Sonntag, 17. August 2025

Treppenhausderby

 










"Na" grüßt mich der Nachbar im Treppenhaus, als ich in Fanutensilien gekleidet selbiges betrete, "auf dem Weg ins Stadion? Erstes Spiel und gleich ein kleines Stadtderby." Wovon redet der Mann? Norderstedt ist ja noch mehr Vorstadt als dieser andere Vorstadtverein, ein kleines Stadtderby wäre was gegen Altona 93. 

Da ich wegen des nervigen Sommerdoms den ÖPNV nutzen muss, habe ich keine Zeit für Treppenhausdiskussionen und nicke nur kurz. "Wir müssen ja nach Pirmasens." Confirmed. Mein neuer Nachbar ist eine Raute, waren also doch nicht nur Möbelpacker mit hsv-Trikots die ich gesehen hatte. Damit gewinnt das richtige Derby natürlich noch einiges an Wert, zumindest für zukünftige Treppenhauskonversationen.  

Zunächst würde mir ein Erstrundensieg im Pokal völlig reichen, nicht auszudenken in was für Diskussionen man verwickelt werden könnte, bei einer Niederlage gegen Eintracht Norderstedt im eigenen Stadion. Ich müsste fortan jedesmal durch den Türspion gucken, bevor ich mich ins Treppenhaus traue.
*-*-*
GESTELLTE AUFGABE 1: Gib bitte jede Zeile der Datensätze unten zurück, in der das Wort "sleeve" vorkommt. Groß- und Kleinschreibung zählt.

(Gespeicherte Dateneinträge)
*-*-*
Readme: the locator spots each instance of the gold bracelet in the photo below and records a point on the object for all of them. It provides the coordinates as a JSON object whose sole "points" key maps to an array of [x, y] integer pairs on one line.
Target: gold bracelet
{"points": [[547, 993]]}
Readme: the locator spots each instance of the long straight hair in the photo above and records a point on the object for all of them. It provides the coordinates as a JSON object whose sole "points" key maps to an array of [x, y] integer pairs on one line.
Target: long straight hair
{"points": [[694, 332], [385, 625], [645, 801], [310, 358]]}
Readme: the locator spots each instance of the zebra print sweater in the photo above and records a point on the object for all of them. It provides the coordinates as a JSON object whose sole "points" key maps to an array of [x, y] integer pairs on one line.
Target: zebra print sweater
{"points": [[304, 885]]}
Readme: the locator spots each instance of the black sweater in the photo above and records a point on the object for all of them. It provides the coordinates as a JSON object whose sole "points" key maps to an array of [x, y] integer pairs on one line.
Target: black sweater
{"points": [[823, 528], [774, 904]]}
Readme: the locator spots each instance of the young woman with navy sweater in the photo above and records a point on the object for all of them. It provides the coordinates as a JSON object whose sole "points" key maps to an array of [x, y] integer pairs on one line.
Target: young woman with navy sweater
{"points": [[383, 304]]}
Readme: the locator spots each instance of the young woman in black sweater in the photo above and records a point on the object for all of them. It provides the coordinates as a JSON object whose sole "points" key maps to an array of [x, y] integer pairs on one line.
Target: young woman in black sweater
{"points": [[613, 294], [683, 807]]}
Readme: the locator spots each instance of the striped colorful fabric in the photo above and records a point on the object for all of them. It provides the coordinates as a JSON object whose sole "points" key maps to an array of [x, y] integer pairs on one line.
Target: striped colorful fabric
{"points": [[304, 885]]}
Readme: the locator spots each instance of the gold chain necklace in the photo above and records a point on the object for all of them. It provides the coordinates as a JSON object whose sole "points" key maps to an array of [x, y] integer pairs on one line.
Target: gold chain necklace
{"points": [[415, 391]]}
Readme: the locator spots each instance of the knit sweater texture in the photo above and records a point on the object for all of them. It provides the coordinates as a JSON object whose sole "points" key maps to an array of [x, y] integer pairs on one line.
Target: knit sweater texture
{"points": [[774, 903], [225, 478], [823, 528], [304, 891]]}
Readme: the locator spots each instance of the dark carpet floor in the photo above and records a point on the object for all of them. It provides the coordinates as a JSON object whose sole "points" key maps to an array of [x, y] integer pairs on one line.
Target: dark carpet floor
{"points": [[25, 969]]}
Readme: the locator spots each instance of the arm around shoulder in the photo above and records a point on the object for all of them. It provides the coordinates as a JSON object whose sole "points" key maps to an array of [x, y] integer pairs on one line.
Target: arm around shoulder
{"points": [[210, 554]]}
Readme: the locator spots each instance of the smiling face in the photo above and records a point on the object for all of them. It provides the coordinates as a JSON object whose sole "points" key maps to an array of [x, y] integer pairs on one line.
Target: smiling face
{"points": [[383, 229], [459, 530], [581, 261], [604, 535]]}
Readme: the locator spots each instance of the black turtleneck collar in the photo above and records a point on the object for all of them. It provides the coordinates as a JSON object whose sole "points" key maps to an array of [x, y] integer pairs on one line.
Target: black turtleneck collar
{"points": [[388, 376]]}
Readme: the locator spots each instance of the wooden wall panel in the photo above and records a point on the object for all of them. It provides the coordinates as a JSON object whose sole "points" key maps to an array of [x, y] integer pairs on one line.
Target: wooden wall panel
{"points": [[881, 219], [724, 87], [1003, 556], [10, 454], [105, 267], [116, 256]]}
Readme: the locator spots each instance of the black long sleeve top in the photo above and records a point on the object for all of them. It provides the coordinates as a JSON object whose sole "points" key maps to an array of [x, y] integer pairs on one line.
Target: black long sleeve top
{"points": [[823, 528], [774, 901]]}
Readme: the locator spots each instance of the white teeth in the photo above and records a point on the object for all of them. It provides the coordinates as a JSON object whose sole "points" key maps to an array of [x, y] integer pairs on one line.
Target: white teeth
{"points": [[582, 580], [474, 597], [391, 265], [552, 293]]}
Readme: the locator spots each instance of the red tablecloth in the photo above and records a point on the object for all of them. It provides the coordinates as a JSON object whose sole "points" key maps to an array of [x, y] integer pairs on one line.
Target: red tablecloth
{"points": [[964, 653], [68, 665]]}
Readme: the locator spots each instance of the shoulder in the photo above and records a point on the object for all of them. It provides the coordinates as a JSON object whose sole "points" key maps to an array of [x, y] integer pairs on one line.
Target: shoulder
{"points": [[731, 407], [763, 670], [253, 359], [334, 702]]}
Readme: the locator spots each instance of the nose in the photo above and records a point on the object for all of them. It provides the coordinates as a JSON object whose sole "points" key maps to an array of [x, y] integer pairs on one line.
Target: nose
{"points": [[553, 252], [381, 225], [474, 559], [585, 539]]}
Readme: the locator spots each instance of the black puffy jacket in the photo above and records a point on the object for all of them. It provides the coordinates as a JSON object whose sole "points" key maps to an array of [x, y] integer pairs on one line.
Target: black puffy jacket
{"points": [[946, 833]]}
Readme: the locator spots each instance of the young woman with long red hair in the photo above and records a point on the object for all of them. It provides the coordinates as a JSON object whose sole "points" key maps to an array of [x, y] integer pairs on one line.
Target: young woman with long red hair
*-*-*
GESTELLTE AUFGABE 2:
Beantworte diese Fragen zum Textblock oben:
(a) Wohin muss der Nachbar nach eigener Aussage?
(b) Weshalb muss die erzählende Person den ÖPNV nutzen?
(c) Gegen welchen Verein wird im eigenen Stadion gespielt?

RICHTIGES ERGEBNIS 1:
Readme: the locator spots each instance of the black long sleeve top in the photo above and records a point on the object for all of them. It provides the coordinates as a JSON object whose sole "points" key maps to an array of [x, y] integer pairs on one line.
Target: black long sleeve top

RICHTIGES ERGEBNIS 2:
(a) Nach Pirmasens.
(b) Wegen des nervigen Sommerdoms.
(c) Gegen Eintracht Norderstedt.